## DATA EXCERPTS

------

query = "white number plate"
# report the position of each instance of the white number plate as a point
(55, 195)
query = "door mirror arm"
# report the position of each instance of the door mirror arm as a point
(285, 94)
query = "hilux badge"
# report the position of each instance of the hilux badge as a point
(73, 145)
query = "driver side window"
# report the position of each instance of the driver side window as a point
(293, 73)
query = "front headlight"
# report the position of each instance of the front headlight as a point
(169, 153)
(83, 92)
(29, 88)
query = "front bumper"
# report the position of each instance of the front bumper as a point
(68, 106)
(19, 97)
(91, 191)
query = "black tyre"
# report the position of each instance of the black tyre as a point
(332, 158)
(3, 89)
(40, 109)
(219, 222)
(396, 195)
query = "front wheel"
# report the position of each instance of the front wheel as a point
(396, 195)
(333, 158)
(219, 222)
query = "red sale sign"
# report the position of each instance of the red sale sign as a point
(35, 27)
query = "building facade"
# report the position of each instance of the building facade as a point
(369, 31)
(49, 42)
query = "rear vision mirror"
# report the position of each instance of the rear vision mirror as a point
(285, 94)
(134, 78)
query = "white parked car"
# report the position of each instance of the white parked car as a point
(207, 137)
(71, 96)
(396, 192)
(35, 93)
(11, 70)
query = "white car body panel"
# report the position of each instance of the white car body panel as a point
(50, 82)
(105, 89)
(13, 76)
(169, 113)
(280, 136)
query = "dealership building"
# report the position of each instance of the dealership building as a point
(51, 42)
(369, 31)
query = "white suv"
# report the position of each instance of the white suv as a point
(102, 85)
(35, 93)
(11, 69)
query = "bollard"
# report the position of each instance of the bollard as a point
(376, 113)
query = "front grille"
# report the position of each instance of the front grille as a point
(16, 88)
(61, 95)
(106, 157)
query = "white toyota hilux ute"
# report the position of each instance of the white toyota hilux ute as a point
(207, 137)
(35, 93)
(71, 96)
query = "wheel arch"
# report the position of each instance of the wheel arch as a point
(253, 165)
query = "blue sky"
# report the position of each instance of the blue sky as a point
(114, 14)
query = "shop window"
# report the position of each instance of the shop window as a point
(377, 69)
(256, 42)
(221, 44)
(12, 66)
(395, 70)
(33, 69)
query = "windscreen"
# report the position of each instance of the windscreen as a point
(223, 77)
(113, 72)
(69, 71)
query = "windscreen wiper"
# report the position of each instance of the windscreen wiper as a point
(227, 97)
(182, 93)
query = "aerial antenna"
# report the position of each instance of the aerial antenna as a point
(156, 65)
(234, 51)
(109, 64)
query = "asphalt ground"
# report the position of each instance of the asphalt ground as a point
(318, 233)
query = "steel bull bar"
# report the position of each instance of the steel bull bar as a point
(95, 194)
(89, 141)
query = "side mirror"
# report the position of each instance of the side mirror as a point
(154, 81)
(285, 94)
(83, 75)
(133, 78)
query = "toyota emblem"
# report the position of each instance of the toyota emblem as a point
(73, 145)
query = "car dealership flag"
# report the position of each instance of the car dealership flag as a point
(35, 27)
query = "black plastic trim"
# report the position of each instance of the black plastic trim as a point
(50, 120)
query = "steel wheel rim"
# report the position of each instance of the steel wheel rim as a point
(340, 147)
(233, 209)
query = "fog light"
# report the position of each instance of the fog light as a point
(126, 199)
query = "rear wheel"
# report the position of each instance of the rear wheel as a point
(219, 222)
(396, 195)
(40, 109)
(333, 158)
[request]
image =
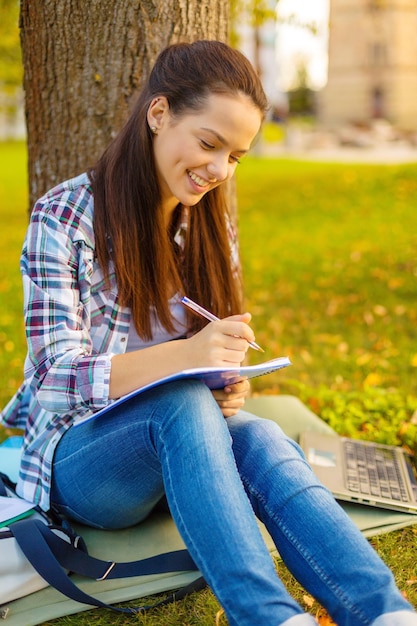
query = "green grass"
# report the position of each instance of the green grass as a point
(330, 269)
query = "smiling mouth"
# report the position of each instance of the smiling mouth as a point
(197, 180)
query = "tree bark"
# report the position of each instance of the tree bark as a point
(84, 63)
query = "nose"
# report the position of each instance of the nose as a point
(219, 167)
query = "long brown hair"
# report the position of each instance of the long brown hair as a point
(129, 225)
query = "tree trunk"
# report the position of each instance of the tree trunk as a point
(84, 62)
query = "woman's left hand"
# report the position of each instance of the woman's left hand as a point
(232, 398)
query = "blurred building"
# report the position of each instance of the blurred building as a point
(372, 70)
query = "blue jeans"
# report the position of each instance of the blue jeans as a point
(217, 474)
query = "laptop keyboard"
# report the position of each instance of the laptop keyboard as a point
(373, 471)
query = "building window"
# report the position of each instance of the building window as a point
(378, 54)
(378, 103)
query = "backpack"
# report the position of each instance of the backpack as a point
(42, 549)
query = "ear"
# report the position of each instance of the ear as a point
(158, 111)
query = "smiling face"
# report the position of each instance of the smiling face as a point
(199, 150)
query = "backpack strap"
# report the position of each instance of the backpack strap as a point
(50, 555)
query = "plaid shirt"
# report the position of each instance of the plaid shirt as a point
(74, 324)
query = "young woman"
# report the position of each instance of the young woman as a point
(107, 257)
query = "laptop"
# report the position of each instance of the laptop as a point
(361, 471)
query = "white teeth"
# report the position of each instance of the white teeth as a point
(198, 181)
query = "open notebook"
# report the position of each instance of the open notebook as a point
(213, 377)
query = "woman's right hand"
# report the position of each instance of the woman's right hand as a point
(223, 343)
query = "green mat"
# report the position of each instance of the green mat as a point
(158, 534)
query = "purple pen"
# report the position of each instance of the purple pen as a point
(193, 306)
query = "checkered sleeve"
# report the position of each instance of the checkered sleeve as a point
(56, 265)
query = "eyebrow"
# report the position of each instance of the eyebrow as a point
(223, 140)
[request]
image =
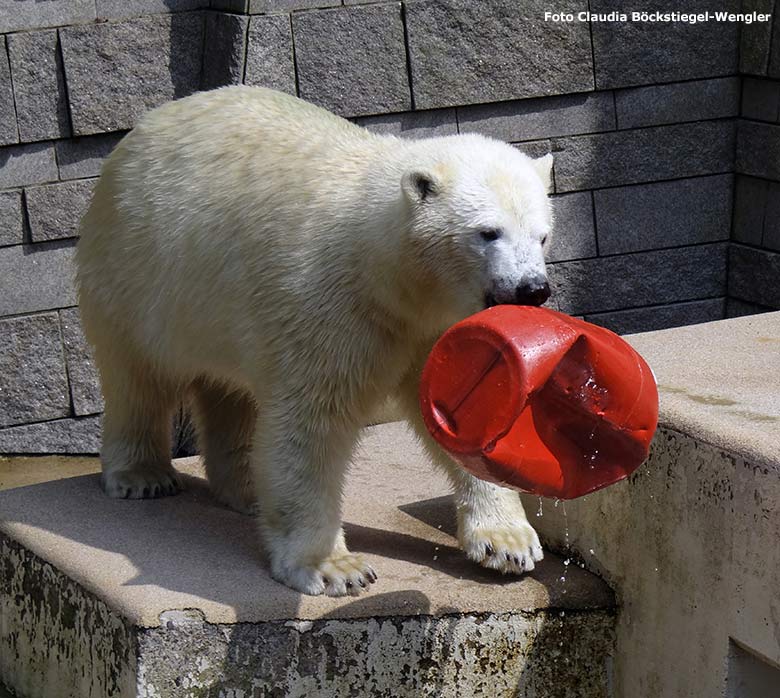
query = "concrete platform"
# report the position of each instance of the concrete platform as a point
(171, 598)
(691, 541)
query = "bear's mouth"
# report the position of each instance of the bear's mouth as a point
(490, 300)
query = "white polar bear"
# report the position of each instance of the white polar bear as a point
(289, 270)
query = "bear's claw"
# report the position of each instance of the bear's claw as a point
(140, 483)
(338, 575)
(508, 549)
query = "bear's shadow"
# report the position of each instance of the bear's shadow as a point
(192, 545)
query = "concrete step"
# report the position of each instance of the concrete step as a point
(171, 597)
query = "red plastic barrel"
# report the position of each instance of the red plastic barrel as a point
(539, 401)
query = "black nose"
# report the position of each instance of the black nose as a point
(532, 293)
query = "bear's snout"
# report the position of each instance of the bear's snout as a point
(532, 292)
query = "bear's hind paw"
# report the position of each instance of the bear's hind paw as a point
(508, 549)
(339, 575)
(140, 483)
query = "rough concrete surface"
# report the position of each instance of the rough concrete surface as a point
(690, 541)
(185, 580)
(720, 383)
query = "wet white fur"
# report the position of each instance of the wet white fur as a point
(286, 268)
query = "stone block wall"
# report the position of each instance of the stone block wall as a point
(754, 256)
(661, 133)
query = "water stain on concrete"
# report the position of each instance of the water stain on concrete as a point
(718, 401)
(701, 399)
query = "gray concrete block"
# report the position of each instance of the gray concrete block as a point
(110, 87)
(637, 53)
(771, 237)
(536, 149)
(773, 70)
(761, 99)
(661, 317)
(83, 157)
(465, 52)
(36, 277)
(33, 382)
(758, 149)
(643, 155)
(532, 119)
(664, 214)
(39, 85)
(263, 6)
(34, 14)
(55, 210)
(750, 199)
(256, 7)
(224, 50)
(85, 392)
(756, 39)
(8, 129)
(737, 308)
(31, 163)
(415, 124)
(353, 60)
(574, 234)
(754, 275)
(11, 221)
(124, 9)
(269, 54)
(64, 436)
(673, 104)
(641, 278)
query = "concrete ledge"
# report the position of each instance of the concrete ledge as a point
(171, 598)
(690, 541)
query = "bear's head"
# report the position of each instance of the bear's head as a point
(479, 223)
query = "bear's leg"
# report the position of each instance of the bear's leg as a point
(298, 467)
(137, 420)
(492, 527)
(225, 420)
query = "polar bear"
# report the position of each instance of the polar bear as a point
(289, 269)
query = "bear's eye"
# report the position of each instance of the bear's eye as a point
(490, 235)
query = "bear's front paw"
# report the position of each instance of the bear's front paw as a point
(507, 548)
(140, 483)
(337, 575)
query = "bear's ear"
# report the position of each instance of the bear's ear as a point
(543, 167)
(420, 185)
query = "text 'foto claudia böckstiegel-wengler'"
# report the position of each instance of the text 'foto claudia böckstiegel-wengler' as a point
(657, 17)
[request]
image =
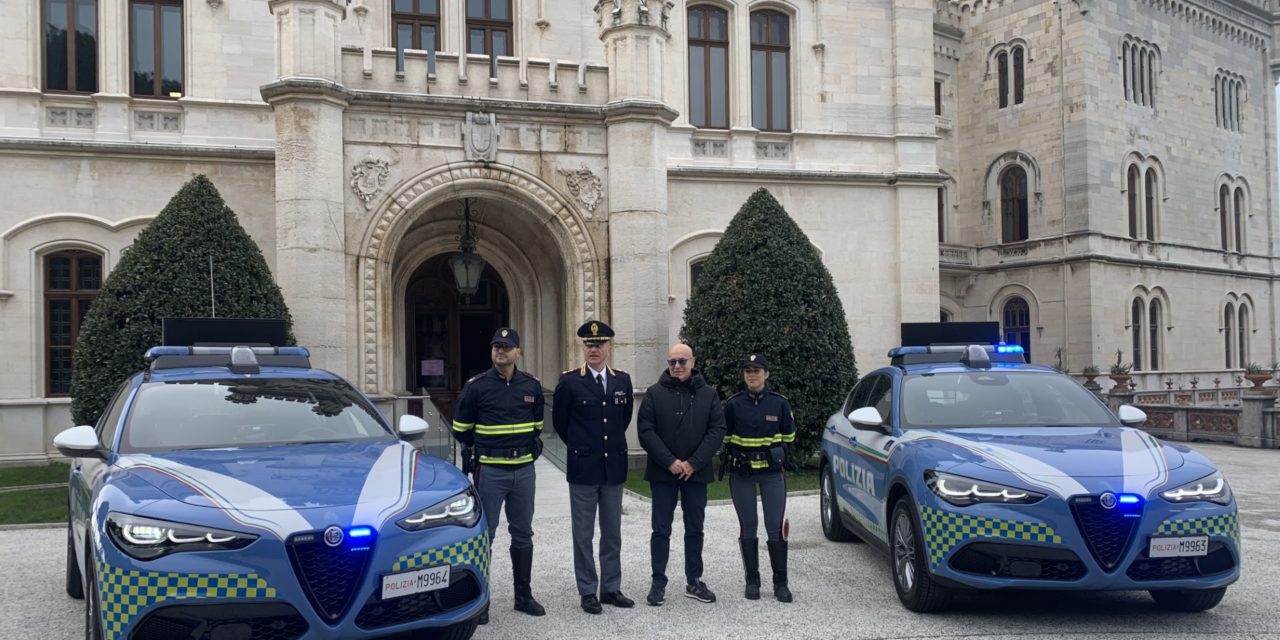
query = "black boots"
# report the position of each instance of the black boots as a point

------

## REQUIREMENT
List every line of the rows above that contains the string "asphalt", matching case exactly.

## CORRECT ANSWER
query = "asphalt ground"
# report the position of each instance of the asphalt ground as a point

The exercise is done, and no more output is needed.